Exercise description >>
Extract each line of the listing below that contains the string "approximate", matching case exactly.

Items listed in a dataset
-------

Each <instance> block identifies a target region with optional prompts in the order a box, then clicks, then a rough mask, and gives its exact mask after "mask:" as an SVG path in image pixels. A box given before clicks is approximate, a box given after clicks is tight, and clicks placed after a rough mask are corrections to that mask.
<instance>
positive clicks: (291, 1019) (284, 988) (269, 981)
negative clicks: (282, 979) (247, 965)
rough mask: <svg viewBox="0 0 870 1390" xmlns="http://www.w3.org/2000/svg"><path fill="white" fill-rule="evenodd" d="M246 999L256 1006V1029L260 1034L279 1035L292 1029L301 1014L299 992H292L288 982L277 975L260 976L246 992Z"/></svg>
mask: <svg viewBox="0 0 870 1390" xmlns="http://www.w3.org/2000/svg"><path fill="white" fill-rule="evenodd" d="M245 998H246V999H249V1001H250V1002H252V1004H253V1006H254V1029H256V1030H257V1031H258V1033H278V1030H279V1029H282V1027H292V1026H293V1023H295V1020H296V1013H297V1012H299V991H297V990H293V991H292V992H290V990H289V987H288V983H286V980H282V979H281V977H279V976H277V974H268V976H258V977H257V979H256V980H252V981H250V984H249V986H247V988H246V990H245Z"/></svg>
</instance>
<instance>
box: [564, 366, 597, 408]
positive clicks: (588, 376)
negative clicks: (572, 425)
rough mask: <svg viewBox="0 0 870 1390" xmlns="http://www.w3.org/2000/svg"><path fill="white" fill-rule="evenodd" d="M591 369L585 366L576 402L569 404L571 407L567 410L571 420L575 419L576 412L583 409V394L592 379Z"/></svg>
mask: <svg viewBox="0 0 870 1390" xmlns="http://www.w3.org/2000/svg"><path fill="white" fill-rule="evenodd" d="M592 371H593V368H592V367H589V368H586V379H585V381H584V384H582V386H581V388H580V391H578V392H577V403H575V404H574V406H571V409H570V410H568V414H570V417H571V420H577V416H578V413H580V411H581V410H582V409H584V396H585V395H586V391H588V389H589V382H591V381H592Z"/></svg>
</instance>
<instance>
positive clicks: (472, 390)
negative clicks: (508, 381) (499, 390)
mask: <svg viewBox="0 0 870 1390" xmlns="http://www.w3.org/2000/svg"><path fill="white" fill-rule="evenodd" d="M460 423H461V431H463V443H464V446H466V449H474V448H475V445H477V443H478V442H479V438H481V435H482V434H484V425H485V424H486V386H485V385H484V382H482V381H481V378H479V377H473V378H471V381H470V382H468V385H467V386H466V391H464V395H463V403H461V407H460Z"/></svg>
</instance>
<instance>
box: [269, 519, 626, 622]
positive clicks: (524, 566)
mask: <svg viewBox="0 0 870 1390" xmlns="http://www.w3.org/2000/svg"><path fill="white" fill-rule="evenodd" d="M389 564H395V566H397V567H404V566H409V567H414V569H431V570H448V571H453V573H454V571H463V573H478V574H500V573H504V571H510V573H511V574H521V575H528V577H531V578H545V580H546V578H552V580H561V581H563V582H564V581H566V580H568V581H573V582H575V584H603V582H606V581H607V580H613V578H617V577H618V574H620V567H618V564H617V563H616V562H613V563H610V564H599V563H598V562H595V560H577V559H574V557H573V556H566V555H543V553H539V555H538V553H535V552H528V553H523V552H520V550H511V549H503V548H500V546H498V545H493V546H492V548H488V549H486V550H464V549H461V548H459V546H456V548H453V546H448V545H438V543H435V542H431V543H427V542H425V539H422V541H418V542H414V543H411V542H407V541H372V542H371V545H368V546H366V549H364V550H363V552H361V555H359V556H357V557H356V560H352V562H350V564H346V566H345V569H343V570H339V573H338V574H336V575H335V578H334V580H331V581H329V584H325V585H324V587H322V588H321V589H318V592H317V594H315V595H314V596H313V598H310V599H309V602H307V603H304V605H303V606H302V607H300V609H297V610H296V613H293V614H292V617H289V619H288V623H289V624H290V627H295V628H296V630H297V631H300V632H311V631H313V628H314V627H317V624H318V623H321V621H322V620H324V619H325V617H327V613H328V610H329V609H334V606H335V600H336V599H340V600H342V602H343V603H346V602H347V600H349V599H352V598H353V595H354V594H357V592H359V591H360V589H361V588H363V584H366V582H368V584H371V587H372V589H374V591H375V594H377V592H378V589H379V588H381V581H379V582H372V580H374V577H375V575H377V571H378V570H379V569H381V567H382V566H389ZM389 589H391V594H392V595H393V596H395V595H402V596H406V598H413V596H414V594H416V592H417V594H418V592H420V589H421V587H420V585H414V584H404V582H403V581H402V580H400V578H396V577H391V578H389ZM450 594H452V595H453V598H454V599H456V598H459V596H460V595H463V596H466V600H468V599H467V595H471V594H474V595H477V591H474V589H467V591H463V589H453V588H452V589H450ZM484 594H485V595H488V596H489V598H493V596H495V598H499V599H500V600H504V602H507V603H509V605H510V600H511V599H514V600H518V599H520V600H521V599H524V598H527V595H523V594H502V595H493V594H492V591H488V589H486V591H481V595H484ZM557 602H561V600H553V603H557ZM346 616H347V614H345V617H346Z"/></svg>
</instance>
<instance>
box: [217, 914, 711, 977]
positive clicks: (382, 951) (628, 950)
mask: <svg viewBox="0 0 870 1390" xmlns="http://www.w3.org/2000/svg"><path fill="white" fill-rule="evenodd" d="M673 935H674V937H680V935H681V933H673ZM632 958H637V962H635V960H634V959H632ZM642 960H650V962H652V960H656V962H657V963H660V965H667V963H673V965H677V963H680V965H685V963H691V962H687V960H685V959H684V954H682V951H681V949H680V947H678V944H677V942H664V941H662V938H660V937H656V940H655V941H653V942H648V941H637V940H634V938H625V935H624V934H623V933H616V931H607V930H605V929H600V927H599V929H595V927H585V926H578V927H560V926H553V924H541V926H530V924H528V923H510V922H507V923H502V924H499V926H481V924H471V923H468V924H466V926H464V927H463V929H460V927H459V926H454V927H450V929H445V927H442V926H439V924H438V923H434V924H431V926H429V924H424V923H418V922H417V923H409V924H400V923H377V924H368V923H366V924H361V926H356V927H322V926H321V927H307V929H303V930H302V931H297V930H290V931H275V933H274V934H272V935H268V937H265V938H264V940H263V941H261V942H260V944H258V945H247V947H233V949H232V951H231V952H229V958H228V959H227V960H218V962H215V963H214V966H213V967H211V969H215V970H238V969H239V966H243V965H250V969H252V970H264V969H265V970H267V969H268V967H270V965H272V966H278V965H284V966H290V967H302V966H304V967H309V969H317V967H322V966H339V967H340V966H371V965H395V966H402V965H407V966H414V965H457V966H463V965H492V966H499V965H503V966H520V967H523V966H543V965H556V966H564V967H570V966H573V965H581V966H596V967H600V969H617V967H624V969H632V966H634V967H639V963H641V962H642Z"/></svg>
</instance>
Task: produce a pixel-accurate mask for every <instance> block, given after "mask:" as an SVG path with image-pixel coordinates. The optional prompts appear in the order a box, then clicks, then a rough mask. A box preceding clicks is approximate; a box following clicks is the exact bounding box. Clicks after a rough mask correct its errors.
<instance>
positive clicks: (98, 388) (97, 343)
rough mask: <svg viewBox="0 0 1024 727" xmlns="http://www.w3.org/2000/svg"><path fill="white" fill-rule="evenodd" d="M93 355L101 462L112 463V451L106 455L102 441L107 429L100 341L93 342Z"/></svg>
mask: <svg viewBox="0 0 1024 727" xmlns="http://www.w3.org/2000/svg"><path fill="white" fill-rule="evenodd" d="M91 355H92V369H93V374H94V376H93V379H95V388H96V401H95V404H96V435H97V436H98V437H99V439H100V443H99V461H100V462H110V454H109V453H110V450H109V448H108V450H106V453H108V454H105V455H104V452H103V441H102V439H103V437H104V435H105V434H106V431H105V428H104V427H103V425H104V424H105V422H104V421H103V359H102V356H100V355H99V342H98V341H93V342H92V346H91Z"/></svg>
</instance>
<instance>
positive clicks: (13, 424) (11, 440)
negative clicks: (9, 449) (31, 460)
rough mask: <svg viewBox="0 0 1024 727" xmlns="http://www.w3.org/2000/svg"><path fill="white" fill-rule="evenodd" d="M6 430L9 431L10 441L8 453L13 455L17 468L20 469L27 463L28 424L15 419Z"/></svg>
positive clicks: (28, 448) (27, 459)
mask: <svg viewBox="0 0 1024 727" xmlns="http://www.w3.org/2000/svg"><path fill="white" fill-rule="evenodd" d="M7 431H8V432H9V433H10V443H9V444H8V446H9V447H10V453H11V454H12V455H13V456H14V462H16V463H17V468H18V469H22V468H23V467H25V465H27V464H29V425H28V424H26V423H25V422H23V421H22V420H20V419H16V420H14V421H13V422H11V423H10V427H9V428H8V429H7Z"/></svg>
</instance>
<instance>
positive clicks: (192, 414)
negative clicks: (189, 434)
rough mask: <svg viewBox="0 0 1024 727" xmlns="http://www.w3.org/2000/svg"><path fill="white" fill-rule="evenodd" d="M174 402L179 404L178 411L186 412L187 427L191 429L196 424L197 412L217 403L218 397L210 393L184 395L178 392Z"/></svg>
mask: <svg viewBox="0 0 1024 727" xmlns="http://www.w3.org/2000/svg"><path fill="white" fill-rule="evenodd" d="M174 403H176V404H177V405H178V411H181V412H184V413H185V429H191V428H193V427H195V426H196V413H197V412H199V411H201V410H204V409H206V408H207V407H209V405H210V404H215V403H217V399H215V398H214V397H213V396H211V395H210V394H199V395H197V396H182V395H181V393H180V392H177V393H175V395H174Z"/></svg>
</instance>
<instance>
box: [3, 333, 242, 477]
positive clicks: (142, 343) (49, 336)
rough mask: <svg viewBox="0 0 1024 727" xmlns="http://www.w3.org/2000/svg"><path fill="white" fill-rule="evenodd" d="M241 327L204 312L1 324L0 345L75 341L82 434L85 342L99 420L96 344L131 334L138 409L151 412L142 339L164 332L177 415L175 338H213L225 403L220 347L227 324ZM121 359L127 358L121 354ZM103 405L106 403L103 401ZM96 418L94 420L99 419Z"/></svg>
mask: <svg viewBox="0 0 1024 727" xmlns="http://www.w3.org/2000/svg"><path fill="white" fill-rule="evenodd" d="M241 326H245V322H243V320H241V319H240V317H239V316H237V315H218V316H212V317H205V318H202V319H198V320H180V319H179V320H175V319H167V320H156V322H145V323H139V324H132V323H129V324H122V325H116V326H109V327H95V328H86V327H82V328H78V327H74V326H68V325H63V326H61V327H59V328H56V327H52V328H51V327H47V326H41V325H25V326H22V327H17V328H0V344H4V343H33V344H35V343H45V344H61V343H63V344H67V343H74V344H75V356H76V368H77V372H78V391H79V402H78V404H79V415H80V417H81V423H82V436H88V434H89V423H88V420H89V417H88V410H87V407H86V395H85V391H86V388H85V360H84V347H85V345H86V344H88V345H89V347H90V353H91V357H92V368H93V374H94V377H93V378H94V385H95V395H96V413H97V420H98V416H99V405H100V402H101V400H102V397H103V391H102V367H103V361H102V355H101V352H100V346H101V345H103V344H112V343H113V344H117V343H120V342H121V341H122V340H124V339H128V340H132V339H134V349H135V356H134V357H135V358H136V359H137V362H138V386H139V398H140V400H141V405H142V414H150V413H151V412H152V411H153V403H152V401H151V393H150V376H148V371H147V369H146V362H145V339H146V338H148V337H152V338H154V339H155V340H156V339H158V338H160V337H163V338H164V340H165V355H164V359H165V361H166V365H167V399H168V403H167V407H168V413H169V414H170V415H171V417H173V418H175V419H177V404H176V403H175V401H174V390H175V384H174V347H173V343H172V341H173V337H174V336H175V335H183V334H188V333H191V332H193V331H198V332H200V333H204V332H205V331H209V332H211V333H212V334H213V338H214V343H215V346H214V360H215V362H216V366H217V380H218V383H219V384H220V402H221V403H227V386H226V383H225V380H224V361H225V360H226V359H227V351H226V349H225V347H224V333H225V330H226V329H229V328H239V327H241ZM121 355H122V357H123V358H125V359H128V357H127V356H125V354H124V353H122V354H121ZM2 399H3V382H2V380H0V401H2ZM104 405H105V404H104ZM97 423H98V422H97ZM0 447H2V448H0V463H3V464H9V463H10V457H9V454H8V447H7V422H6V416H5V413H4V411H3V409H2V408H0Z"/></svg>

-------

Response >>
Each <instance> block identifies a target region with optional prompts in the order a box, then clicks, then a rough mask, and gives its exact mask after "mask:" as an SVG path in image pixels. A box given before clicks is approximate, a box given after clicks is tight, and clicks placed after a rough mask are corrections to that mask.
Task: produce a pixel-accurate mask for every <instance> block, given after "mask:" as an SVG path with image-pixel coordinates. The optional prompts appear in the order a box, then clicks, then a rough mask. A box preceding clicks is approximate; a box following clicks is the exact bounding box. Clicks after a rough mask correct its errors.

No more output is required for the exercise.